_Portion of a data file_
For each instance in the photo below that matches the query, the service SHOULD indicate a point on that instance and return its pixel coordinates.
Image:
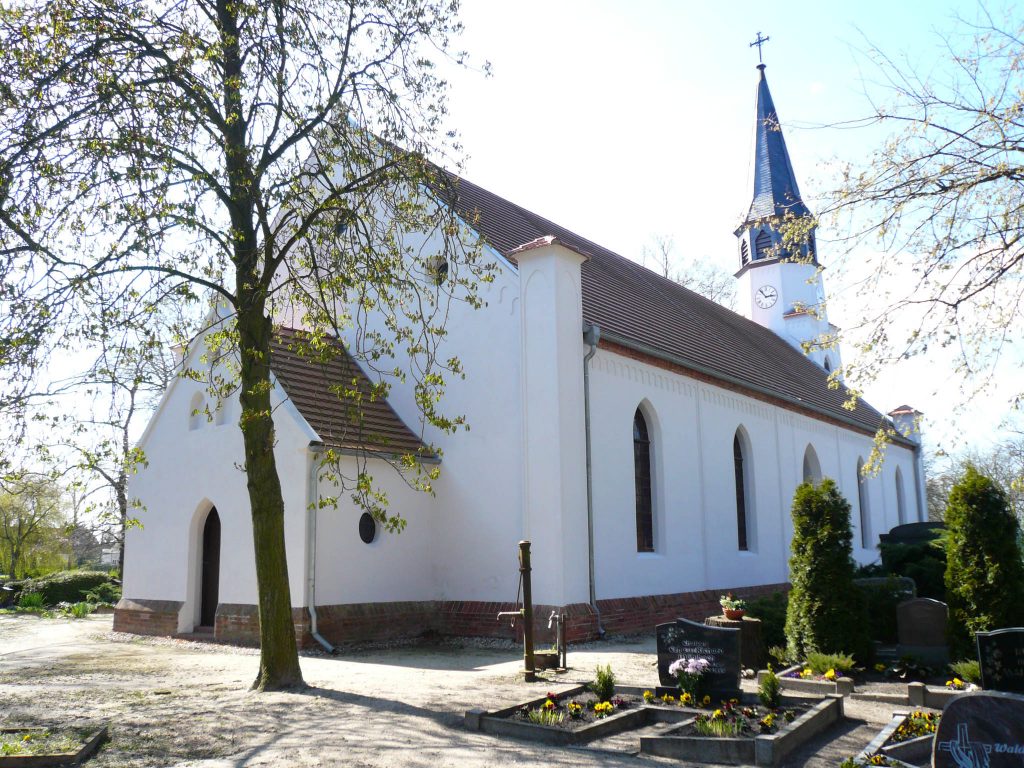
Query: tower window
(762, 245)
(865, 512)
(641, 473)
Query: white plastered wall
(193, 465)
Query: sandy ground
(171, 702)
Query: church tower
(780, 283)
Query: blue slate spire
(775, 190)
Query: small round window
(368, 527)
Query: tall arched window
(812, 467)
(741, 472)
(197, 411)
(762, 245)
(865, 512)
(900, 499)
(642, 478)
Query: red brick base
(359, 622)
(146, 616)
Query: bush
(825, 611)
(881, 596)
(969, 670)
(924, 562)
(31, 600)
(68, 586)
(771, 610)
(107, 593)
(821, 663)
(984, 571)
(604, 683)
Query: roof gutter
(312, 506)
(696, 368)
(591, 336)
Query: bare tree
(937, 210)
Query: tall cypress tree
(984, 570)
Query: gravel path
(172, 702)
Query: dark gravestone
(980, 730)
(685, 639)
(1000, 655)
(921, 627)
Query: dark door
(211, 568)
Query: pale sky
(625, 120)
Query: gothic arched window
(741, 472)
(865, 512)
(900, 498)
(642, 478)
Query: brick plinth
(359, 622)
(146, 616)
(239, 624)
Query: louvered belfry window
(641, 472)
(737, 464)
(762, 245)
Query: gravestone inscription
(1000, 655)
(685, 639)
(921, 628)
(980, 730)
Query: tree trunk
(279, 652)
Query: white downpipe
(312, 507)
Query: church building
(645, 439)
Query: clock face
(766, 297)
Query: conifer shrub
(68, 586)
(825, 611)
(984, 571)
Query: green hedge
(66, 587)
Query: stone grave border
(90, 744)
(911, 752)
(842, 686)
(766, 750)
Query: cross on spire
(759, 42)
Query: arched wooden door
(211, 569)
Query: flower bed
(907, 738)
(797, 678)
(744, 739)
(770, 734)
(41, 748)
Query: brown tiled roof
(647, 312)
(359, 422)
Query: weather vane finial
(759, 42)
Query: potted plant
(733, 607)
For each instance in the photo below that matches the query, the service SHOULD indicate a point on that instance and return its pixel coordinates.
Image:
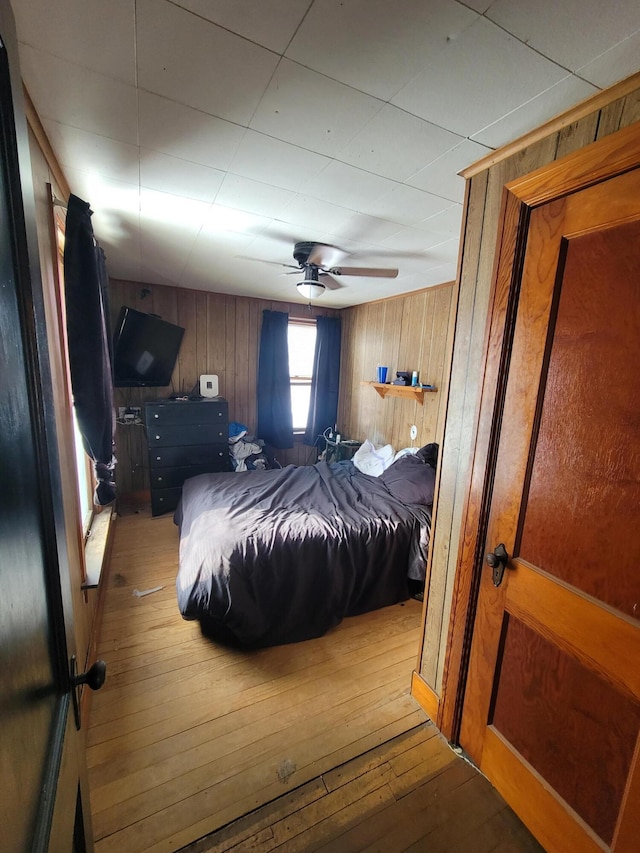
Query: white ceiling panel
(294, 108)
(254, 196)
(313, 214)
(278, 163)
(68, 94)
(116, 161)
(204, 132)
(547, 30)
(179, 177)
(446, 223)
(107, 45)
(492, 74)
(614, 64)
(373, 45)
(345, 185)
(543, 107)
(273, 30)
(407, 205)
(396, 144)
(441, 176)
(187, 133)
(199, 64)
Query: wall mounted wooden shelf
(400, 391)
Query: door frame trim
(614, 155)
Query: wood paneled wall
(222, 335)
(404, 333)
(594, 119)
(44, 177)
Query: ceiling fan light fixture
(310, 289)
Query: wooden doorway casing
(599, 162)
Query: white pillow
(406, 451)
(373, 460)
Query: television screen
(145, 349)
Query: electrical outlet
(129, 413)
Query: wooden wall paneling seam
(627, 831)
(33, 120)
(425, 696)
(595, 103)
(450, 458)
(631, 109)
(475, 513)
(472, 352)
(580, 169)
(468, 553)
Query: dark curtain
(323, 408)
(86, 300)
(275, 424)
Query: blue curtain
(275, 423)
(323, 408)
(87, 311)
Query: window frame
(296, 380)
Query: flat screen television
(145, 349)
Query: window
(302, 345)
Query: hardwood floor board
(437, 819)
(245, 759)
(224, 694)
(124, 744)
(253, 831)
(344, 773)
(375, 831)
(231, 667)
(308, 836)
(214, 739)
(315, 745)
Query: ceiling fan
(318, 264)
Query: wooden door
(552, 705)
(41, 755)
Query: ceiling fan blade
(364, 271)
(325, 255)
(330, 282)
(271, 263)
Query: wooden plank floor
(412, 793)
(295, 747)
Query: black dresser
(185, 438)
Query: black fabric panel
(275, 424)
(86, 302)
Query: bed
(279, 556)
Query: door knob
(498, 560)
(94, 678)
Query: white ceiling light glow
(310, 289)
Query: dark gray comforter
(279, 556)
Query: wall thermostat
(209, 385)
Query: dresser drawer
(209, 454)
(164, 500)
(186, 412)
(186, 434)
(165, 478)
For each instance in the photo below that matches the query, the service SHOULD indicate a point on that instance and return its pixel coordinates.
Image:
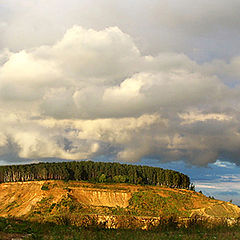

_WHAT THIS TASK INVOLVES_
Retype all of the data above word for word, leaving out the pictures.

_EXERCISE SOLUTION_
For each instance in the photo below that matches the query, the service SHOULD indicate a point on that instance and return its pixel coordinates.
Image:
Query: tower window
(762, 245)
(865, 512)
(641, 473)
Query: white plastered wall
(193, 465)
Query: sandy ground
(171, 702)
Query: church tower
(780, 283)
Query: blue slate spire
(775, 190)
Query: small round window
(368, 527)
Query: tall arched window
(812, 467)
(741, 472)
(197, 411)
(762, 245)
(865, 512)
(900, 499)
(642, 478)
Query: red brick base
(359, 622)
(146, 616)
Query: bush
(825, 611)
(881, 596)
(969, 670)
(924, 562)
(31, 600)
(68, 586)
(771, 610)
(107, 593)
(821, 663)
(984, 571)
(604, 683)
Query: roof gutter
(312, 506)
(696, 368)
(591, 336)
Query: bare tree
(937, 210)
Query: tall cypress tree
(984, 570)
Query: gravel path
(172, 702)
Query: dark gravestone
(980, 730)
(685, 639)
(1000, 655)
(921, 627)
Query: dark door
(211, 568)
Query: pale sky
(625, 120)
Query: gothic arched window
(741, 472)
(865, 512)
(900, 498)
(642, 478)
Query: brick plinth
(359, 622)
(146, 616)
(239, 624)
Query: louvered belfry window
(641, 472)
(737, 464)
(762, 245)
Query: gravestone inscription
(1000, 655)
(685, 639)
(921, 628)
(980, 730)
Query: tree trunk
(279, 652)
Query: white downpipe
(312, 507)
Query: church building
(645, 439)
Query: clock face
(766, 297)
Query: conifer shrub
(68, 586)
(825, 611)
(984, 571)
Query: green hedge
(66, 587)
Query: stone grave border
(90, 744)
(911, 752)
(842, 686)
(766, 750)
Query: cross on spire
(759, 42)
Query: arched wooden door
(211, 569)
Query: flower bed
(907, 738)
(797, 678)
(744, 739)
(770, 734)
(41, 748)
Query: brown tiled roof
(647, 312)
(359, 422)
Query: weather vane finial
(759, 42)
Query: potted plant
(733, 607)
For each instance in the photo below that matches the query, the service SHOULD indicate a point on that instance and return its pixel coordinates.
Image:
Query: white ceiling panel
(294, 108)
(254, 196)
(313, 214)
(278, 163)
(68, 94)
(116, 161)
(204, 132)
(547, 30)
(179, 177)
(446, 223)
(107, 45)
(492, 74)
(614, 64)
(373, 45)
(345, 185)
(543, 107)
(273, 30)
(407, 205)
(396, 144)
(441, 176)
(187, 133)
(199, 64)
Query: wall mounted wooden shelf
(400, 391)
Query: door frame trim
(614, 155)
Query: wood paneled wall
(222, 335)
(404, 333)
(594, 119)
(44, 177)
Query: ceiling fan light fixture
(310, 289)
Query: wooden doorway casing
(599, 162)
Query: white pillow
(406, 451)
(373, 460)
Query: television screen
(145, 349)
Query: electrical outlet
(129, 413)
Query: wooden wall paneling seam
(627, 831)
(33, 120)
(425, 696)
(595, 103)
(450, 458)
(631, 109)
(475, 513)
(472, 352)
(580, 169)
(468, 553)
Query: dark curtain
(323, 408)
(86, 300)
(275, 424)
Query: blue curtain
(275, 423)
(323, 408)
(87, 311)
Query: window frame
(296, 380)
Query: flat screen television
(145, 349)
Query: window
(302, 345)
Query: hardwood floor board
(437, 819)
(245, 759)
(224, 694)
(124, 744)
(253, 831)
(344, 773)
(375, 831)
(231, 667)
(308, 836)
(214, 739)
(315, 745)
Query: ceiling fan
(318, 264)
Query: wooden door
(552, 705)
(41, 755)
Query: ceiling fan blade
(364, 271)
(325, 255)
(330, 282)
(271, 263)
Query: wooden plank floor
(412, 793)
(295, 747)
Query: black dresser
(185, 438)
Query: black fabric panel
(275, 424)
(86, 302)
Query: bed
(279, 556)
Query: door knob
(498, 560)
(94, 678)
Query: white ceiling light glow
(310, 289)
Query: dark gray comforter
(279, 556)
Query: wall thermostat
(209, 385)
Query: dresser drawer
(209, 454)
(164, 500)
(186, 412)
(186, 434)
(165, 478)
For each instance in the photo below that matches the query, the service SHOULD indicate a point on that instance and return its pixel coordinates.
Image:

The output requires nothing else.